Task goal :: Turn the lines below, starting at the line that contains "Please locate the yucca flower" and ending at the line that contains "Target: hand holding credit card", into a JSON list of strings with one string per line and blank lines left out. Include only those lines, and leave the pictures out.
## BEGIN Material provided
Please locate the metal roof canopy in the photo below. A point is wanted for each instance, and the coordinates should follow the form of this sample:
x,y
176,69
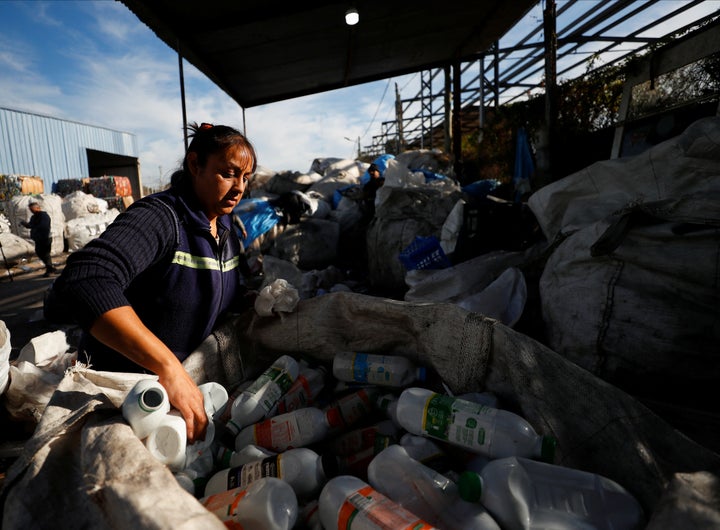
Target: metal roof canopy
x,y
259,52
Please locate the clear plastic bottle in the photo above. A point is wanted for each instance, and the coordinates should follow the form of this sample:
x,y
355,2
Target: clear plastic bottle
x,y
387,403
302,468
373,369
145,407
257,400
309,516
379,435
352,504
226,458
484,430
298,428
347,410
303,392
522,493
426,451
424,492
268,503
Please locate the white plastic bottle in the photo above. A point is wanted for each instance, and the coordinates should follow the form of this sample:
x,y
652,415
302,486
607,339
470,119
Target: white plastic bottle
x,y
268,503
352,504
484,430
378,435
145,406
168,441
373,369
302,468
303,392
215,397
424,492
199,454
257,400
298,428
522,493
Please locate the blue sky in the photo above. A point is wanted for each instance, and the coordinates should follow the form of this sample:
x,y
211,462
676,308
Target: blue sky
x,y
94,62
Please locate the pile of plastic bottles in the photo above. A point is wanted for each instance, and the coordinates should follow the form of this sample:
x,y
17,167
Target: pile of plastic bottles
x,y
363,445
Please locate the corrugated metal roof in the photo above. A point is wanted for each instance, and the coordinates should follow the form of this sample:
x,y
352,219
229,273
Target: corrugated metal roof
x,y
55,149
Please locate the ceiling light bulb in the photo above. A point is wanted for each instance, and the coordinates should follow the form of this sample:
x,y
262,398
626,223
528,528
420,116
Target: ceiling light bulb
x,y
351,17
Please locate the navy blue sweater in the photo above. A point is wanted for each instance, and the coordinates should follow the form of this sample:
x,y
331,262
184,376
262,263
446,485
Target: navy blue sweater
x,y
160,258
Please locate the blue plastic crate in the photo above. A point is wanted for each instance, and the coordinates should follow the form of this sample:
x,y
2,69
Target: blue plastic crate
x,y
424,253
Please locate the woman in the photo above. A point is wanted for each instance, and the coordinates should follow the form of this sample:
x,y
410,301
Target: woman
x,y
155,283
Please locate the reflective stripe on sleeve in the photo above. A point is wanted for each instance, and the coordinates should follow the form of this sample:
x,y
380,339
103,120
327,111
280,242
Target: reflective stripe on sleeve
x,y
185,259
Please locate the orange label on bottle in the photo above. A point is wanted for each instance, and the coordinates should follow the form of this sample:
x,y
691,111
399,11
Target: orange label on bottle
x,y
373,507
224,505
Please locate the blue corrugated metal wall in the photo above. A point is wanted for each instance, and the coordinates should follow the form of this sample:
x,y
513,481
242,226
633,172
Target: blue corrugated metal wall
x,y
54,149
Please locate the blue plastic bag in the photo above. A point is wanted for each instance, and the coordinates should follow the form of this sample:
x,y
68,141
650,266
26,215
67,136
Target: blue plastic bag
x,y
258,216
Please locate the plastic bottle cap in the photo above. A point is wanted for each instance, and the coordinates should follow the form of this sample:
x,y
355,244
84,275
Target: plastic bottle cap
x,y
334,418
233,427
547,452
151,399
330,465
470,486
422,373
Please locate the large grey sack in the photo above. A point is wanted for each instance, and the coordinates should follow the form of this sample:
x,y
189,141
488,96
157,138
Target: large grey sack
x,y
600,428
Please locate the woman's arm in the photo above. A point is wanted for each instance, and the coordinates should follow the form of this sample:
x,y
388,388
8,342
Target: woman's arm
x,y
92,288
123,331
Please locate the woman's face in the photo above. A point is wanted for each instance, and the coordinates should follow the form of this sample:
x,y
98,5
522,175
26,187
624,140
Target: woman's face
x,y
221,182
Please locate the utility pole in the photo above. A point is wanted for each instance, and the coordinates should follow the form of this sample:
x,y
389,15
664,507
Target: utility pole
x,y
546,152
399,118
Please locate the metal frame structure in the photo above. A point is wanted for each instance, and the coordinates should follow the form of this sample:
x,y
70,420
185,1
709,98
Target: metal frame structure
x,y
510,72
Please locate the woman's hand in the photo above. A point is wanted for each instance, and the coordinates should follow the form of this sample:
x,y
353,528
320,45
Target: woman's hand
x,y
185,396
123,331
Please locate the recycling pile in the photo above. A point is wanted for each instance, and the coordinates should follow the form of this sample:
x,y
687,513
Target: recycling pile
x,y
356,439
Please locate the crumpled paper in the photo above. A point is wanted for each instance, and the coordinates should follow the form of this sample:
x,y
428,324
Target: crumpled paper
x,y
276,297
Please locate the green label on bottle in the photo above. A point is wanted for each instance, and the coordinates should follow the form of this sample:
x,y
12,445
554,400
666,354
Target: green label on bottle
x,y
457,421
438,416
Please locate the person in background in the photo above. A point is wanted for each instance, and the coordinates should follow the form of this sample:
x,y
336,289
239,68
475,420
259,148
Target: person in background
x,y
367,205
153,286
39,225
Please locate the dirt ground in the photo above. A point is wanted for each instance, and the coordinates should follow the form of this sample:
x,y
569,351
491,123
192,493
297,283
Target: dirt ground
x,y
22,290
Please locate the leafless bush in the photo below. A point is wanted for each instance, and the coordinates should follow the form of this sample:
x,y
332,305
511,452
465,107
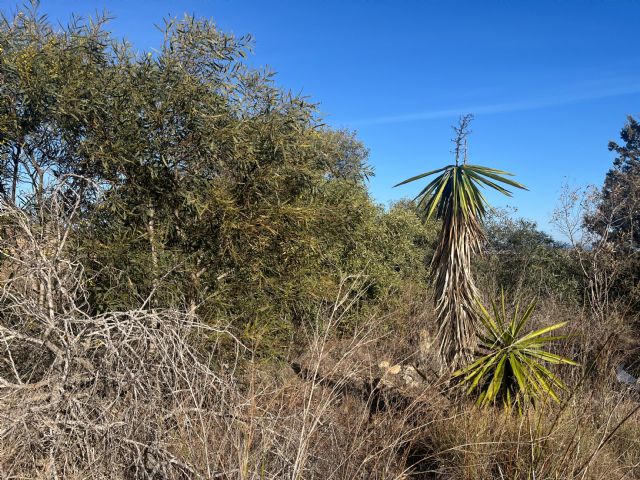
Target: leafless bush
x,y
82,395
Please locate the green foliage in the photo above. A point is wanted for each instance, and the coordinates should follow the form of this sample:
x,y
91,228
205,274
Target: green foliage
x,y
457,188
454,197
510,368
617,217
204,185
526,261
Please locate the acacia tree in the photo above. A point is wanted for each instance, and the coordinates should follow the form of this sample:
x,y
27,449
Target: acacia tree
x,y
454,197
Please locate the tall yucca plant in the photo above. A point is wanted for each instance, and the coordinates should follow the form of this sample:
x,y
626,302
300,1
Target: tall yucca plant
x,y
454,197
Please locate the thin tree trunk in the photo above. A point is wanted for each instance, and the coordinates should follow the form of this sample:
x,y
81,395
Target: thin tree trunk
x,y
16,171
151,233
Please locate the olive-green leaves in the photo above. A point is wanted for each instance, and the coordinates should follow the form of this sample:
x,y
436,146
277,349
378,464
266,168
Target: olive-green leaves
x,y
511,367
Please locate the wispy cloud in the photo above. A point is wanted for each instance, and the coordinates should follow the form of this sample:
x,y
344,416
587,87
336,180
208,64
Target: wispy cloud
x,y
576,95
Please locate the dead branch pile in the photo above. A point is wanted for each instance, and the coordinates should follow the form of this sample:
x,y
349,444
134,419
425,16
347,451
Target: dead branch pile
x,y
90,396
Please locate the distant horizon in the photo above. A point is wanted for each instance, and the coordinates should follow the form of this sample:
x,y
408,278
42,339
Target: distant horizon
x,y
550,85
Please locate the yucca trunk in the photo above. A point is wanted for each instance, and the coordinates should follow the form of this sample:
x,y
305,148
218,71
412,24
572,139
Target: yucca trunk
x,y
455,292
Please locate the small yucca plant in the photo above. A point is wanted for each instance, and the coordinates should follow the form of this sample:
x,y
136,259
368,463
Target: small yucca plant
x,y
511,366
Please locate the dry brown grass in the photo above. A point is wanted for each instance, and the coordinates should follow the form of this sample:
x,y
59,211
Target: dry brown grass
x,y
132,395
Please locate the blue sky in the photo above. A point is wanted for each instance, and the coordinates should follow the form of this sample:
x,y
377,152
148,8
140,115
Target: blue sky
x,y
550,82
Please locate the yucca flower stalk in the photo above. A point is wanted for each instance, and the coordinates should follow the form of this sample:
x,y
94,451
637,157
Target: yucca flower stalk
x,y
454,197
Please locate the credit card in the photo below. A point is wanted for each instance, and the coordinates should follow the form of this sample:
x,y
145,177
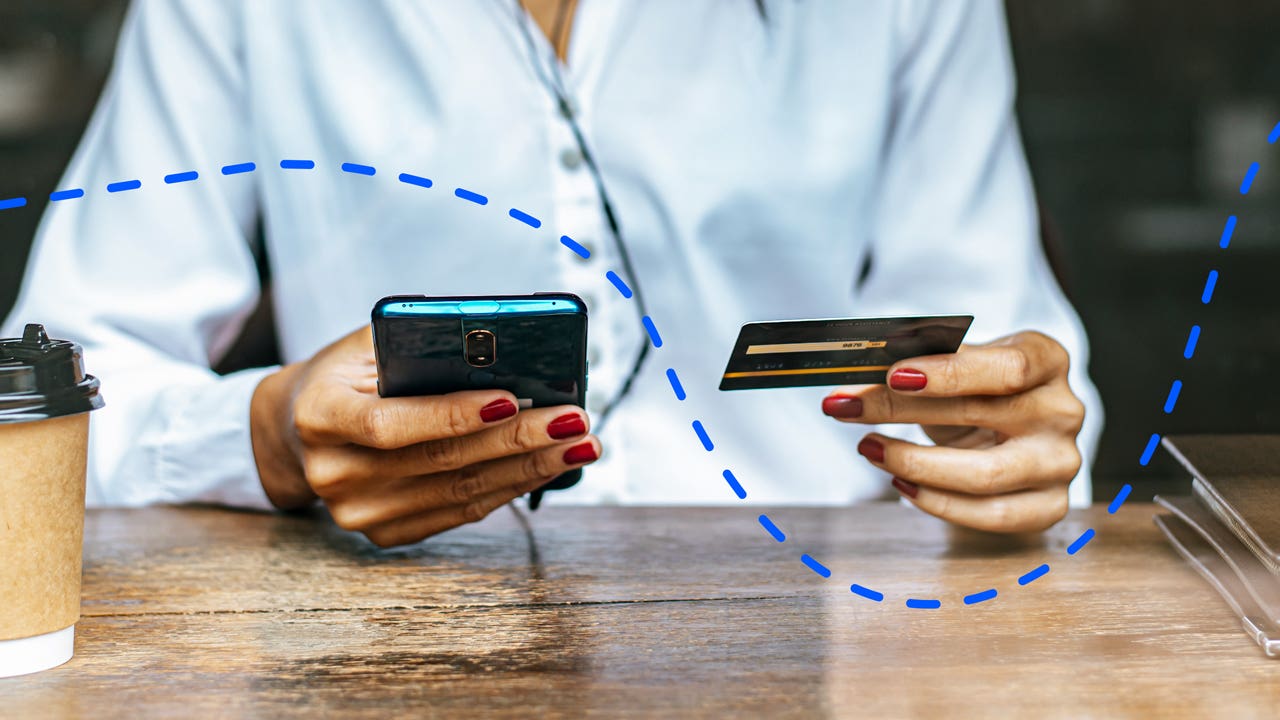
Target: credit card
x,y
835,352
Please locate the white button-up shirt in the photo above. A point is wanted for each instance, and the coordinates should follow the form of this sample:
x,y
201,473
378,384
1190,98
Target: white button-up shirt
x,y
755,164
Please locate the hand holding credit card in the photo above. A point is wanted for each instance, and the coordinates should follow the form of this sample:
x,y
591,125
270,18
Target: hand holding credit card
## END Material provided
## BEGIN Material provided
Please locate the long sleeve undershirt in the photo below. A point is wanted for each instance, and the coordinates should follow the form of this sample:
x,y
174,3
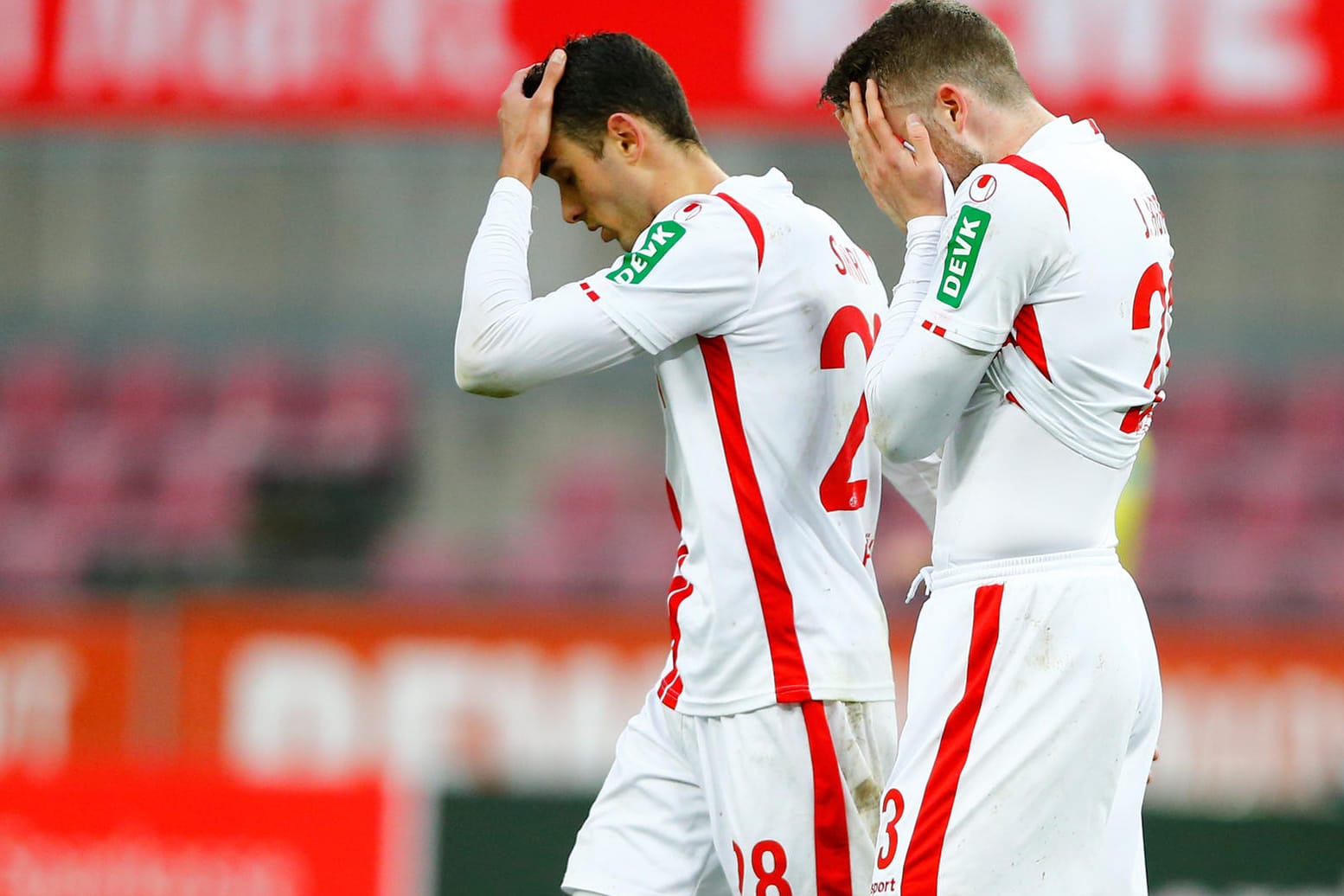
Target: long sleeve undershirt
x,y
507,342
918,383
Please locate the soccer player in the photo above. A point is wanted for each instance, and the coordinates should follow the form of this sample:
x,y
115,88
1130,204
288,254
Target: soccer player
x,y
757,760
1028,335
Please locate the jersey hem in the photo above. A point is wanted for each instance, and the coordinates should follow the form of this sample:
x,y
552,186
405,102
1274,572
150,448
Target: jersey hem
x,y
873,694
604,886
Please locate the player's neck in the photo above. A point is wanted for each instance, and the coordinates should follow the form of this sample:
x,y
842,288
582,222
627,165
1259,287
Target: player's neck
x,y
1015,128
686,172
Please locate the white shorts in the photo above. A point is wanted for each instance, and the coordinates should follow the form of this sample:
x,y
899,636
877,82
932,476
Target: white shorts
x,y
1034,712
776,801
## END Material provided
## BEGIN Material provided
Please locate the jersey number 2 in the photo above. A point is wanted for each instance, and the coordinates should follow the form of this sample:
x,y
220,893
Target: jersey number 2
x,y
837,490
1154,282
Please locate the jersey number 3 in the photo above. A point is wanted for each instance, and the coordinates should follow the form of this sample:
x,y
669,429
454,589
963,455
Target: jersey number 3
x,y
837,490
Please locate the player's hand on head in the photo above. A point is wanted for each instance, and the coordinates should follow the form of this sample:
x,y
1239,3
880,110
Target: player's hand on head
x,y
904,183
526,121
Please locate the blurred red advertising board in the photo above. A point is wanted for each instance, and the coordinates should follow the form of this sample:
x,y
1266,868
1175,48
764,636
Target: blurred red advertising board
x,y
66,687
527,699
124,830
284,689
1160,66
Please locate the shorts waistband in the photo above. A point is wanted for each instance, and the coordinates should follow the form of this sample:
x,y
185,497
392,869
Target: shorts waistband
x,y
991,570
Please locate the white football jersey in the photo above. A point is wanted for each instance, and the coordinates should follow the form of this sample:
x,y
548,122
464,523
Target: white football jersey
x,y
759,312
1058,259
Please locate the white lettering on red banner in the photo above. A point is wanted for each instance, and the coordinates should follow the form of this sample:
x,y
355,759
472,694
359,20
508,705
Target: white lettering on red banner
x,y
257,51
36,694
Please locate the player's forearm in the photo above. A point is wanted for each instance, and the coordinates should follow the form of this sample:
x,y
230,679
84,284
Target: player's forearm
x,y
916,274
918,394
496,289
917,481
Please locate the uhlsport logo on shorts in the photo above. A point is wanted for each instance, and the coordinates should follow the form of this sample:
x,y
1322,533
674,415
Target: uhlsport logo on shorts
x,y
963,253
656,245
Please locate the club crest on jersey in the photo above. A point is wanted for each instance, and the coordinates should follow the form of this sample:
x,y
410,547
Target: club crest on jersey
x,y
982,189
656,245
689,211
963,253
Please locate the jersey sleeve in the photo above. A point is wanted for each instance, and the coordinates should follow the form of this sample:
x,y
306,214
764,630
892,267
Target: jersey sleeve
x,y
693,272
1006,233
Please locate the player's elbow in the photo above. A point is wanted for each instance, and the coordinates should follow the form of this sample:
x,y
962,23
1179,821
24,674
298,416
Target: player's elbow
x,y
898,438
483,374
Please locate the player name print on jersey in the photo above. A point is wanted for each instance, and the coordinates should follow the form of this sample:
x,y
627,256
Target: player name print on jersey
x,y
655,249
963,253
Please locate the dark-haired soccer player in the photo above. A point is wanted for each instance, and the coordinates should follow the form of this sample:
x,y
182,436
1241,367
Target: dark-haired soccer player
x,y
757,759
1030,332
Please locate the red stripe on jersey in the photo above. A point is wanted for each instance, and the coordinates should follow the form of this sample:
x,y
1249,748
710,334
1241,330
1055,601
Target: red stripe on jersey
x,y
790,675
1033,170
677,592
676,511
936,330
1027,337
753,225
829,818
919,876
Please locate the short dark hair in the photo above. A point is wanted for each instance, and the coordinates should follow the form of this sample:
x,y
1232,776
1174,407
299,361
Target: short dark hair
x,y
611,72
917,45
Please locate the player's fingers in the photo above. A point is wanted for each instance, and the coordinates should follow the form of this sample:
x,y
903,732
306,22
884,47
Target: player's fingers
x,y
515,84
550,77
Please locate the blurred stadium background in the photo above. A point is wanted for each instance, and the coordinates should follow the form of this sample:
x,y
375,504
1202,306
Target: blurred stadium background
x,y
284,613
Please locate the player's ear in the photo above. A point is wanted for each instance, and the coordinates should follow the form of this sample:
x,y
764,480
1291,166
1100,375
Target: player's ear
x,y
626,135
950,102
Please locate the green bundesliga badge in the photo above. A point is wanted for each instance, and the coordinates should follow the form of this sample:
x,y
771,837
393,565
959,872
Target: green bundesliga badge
## END Material provided
Task answer ::
[
  "Please locate the yucca flower stalk in the photo above. A point is wanted for each instance, and the coordinates should follow the form of this sample:",
  "x,y",
  "94,451",
  "637,157",
  "Target: yucca flower stalk",
  "x,y",
  "454,197",
  "Please locate the credit card in the photo below. A point is wanted for each instance, and the coordinates should follow the form of this sample:",
  "x,y",
  "145,177",
  "Target: credit card",
  "x,y",
  "835,352",
  "Please locate the white button-up shirt in the photo above. A point is wanted for each instance, and the coordinates should follow the form of this sample:",
  "x,y",
  "201,473",
  "378,384",
  "1190,98",
  "Target: white button-up shirt",
  "x,y",
  "755,164",
  "Please locate the hand holding credit card in the photo above. A point is wanted for each instance, and the coordinates should follow the form of this sample:",
  "x,y",
  "591,125",
  "270,18",
  "Target: hand holding credit card"
]